**WHAT THE TASK REQUIRES:**
Reproduce word for word the part of the gnuplot wave-plotting post between "OK, so gnuplot" and "of the results...", inclusive.

**EXCERPTED TEXT:**
..............................

OK, so gnuplot has a magnificent CLI :-), just the ticket! I stole a demo function for sinc(x,y) in 3D, and chopped out bits I didn't want, experimented with ranges, the surface iso line density and so on. Here's some of the results...

Basic wave propagation from single source

2 sources, separated by 1 wavelength

2 sources, 2 wavelengths

2 sources, 3 wavelengths

This isn't really moving me on much, but it was pretty interesting and a good start for late in the evening after the lunchtime pint had worn off! What about a 3rd source, located behind the other two?

3 sources, 2 level 1 wavelength apart, 1 to rear 2 wavelengths from axis 

3 sources, 2 level 2 wavelengths apart, 1 to rear 4 wavelengths from axis 

All very pretty, but not really achieving much. I think I need to introduce some considerably shorter differences, and some adjustment of relative phase.

The gnuplot code that does this is variations on the following - this produces the very first image:

# set terminal png transparent nocrop enhanced size 450,320 font "arial,8"

# set output 'surface1.16.png'

set dummy u, v

set view 70, 20, 1, 1

set samples 51, 51

set isosamples 101,101

set style data lines

set ztics -1.00000,0.25,1.00000 norangelimit

set xlabel "X axis"

set xlabel  offset character -3, -2, 0 font "" textcolor lt -1 norotate

set xrange [ -1.00000 : 1.00000 ] noreverse nowriteback

set ylabel "Y axis"

set ylabel  offset character 3, -2, 0 font "" textcolor lt -1 rotate by -270

set yrange [ -1.00000 : 1.00000 ] noreverse nowriteback

set zlabel "Z axis"

set zlabel  offset character -5, 0, 0 font "" textcolor lt -1 norotate

set zrange [ -5.00000 : 5.00000 ] noreverse nowriteback

sinc(u,v) = sin(sqrt(u**2+v**2))

GPFUN_sinc = "sinc(u,v) = sin(sqrt(u**2+v**2))"

x = 0.0

## Last datafile plotted: "$grid"

w = 2 * pi

splot [-10*w:10*w] [-10*w:10*w] sinc(u,v)

Of course, some of this is not relevant, since I cribbed it from a demo, but I can sort that later if required. The function name is left as "sinc" since it isn't important.

Now I'm trying to decide what fractional wavelength to use, and what the effects of adding sine waves is anyway - here's a plot of sin(x), sin(x-w/4) and their sum, mapped onto sqrt(2)*sin(x-w/8) - exactly the same signal, but bigger and phase shifted by the difference between the originals! Clearly  the physical separation is important - can I see this?

sin(x), sin(x-w/4), their sum and sqrt(2)*sin(x-w/8)

Breakthrough - at least in how to think about this! Rather than be concerned about the specific frequency, and the actual physical separation of the bass units, I have merely to concern myself with the required relative distance between woofers to achieve a cardioid response. This is because the DSP can vary the phase/effective distance between woofers by frequency!! Cool... I wonder if Linkwitz has anything about this...

..............................

**SUPPLIED INFORMATION:**
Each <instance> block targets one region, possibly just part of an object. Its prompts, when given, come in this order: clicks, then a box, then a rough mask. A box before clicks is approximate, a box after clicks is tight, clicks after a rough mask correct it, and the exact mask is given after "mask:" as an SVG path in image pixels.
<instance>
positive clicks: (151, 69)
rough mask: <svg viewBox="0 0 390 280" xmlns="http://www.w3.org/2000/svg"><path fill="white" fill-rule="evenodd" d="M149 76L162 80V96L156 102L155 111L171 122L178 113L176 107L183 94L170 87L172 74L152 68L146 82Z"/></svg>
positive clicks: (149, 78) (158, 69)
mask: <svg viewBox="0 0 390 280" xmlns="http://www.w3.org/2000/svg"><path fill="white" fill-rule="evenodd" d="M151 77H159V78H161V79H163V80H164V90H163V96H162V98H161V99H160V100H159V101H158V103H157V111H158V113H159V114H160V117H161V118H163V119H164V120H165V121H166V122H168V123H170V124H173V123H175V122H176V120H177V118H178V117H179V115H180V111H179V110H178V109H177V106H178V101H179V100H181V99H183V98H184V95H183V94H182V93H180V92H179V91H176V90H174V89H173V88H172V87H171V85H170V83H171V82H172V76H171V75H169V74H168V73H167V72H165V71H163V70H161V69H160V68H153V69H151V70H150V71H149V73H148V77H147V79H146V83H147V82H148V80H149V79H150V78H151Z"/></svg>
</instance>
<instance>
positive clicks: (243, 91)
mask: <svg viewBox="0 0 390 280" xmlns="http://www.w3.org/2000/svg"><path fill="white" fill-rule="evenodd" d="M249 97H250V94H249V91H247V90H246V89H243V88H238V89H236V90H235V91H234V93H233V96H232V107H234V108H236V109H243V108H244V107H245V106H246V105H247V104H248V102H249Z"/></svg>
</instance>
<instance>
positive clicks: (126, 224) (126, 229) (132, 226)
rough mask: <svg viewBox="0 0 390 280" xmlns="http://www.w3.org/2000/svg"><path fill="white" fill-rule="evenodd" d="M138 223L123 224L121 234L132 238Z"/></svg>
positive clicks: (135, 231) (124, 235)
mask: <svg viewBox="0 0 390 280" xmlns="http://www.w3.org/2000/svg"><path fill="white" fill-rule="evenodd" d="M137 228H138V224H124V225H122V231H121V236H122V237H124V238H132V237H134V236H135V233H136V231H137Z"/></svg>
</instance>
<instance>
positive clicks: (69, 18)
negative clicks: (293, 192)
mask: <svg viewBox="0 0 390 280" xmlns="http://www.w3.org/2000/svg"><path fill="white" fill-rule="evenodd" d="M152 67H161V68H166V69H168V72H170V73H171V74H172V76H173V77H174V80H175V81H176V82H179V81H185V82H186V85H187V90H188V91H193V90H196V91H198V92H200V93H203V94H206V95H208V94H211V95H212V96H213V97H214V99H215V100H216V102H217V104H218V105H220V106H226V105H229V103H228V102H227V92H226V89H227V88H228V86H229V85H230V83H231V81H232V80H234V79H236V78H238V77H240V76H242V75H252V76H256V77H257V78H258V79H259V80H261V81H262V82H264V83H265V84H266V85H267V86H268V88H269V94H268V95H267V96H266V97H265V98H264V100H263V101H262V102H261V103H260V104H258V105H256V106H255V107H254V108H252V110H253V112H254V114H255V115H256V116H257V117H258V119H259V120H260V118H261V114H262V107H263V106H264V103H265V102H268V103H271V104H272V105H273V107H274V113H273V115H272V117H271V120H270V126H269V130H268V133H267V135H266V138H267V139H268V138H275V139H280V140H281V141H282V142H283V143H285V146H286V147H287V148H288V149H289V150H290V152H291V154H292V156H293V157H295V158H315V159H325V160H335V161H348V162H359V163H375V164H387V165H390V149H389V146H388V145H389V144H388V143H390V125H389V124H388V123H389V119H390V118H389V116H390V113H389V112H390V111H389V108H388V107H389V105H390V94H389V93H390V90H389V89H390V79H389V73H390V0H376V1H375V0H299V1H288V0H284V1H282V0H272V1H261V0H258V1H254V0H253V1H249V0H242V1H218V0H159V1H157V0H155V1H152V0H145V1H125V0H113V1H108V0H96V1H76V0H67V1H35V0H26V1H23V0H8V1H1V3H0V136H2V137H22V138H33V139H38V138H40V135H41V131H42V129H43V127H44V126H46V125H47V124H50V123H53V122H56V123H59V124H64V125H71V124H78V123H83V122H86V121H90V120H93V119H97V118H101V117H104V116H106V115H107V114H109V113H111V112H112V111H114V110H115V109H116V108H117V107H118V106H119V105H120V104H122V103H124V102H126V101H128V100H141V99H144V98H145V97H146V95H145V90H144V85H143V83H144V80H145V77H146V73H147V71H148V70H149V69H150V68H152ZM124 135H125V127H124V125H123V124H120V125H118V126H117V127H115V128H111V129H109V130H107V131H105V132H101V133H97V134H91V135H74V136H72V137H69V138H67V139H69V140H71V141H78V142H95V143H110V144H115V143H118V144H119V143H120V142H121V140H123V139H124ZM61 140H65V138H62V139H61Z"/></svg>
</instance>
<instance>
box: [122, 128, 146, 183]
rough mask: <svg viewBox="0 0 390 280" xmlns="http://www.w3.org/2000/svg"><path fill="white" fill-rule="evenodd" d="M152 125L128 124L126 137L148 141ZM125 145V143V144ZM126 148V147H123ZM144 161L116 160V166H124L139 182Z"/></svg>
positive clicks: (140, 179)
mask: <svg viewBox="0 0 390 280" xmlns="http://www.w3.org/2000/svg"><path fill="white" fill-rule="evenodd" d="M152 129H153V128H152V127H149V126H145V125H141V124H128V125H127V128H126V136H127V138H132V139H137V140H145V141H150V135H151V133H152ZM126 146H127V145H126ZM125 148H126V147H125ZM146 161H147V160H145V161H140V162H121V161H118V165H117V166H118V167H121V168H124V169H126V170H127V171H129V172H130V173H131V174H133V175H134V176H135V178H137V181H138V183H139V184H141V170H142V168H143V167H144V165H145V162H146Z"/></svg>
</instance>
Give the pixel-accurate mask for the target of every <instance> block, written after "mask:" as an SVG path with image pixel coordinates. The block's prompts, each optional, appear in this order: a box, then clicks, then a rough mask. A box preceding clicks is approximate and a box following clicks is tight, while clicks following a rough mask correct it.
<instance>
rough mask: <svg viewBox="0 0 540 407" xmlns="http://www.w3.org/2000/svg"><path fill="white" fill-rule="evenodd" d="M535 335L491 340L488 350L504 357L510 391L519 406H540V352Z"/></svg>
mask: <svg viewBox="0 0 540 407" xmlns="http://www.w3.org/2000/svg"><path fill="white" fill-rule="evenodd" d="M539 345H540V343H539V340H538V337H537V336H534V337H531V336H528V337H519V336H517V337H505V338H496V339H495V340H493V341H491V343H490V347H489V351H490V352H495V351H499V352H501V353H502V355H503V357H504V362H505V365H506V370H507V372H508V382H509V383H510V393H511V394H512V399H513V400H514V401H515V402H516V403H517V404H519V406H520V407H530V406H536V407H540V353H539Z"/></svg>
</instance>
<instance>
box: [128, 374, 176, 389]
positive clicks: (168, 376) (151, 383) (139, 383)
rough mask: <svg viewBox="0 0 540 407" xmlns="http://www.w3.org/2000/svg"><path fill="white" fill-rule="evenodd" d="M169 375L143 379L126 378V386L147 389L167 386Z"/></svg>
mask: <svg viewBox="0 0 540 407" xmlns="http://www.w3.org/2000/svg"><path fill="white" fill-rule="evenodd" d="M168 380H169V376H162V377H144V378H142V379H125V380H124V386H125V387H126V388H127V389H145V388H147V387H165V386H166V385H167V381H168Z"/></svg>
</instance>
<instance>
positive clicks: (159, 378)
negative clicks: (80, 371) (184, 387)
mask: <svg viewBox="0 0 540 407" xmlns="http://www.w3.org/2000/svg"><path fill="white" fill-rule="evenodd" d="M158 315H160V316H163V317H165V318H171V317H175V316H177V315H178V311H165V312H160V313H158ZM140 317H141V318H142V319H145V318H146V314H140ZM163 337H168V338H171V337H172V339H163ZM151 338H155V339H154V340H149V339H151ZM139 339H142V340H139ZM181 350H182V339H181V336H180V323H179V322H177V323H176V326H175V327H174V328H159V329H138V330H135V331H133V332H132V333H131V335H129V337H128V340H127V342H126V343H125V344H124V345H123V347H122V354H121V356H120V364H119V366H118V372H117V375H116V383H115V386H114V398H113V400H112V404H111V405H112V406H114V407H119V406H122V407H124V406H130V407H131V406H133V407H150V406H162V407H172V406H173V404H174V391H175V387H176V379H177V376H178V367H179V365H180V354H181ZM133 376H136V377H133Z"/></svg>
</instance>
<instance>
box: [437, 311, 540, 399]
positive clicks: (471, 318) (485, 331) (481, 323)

..............................

**ANSWER BELOW:**
OK, so gnuplot has a magnificent CLI :-), just the ticket! I stole a demo function for sinc(x,y) in 3D, and chopped out bits I didn't want, experimented with ranges, the surface iso line density and so on. Here's some of the results...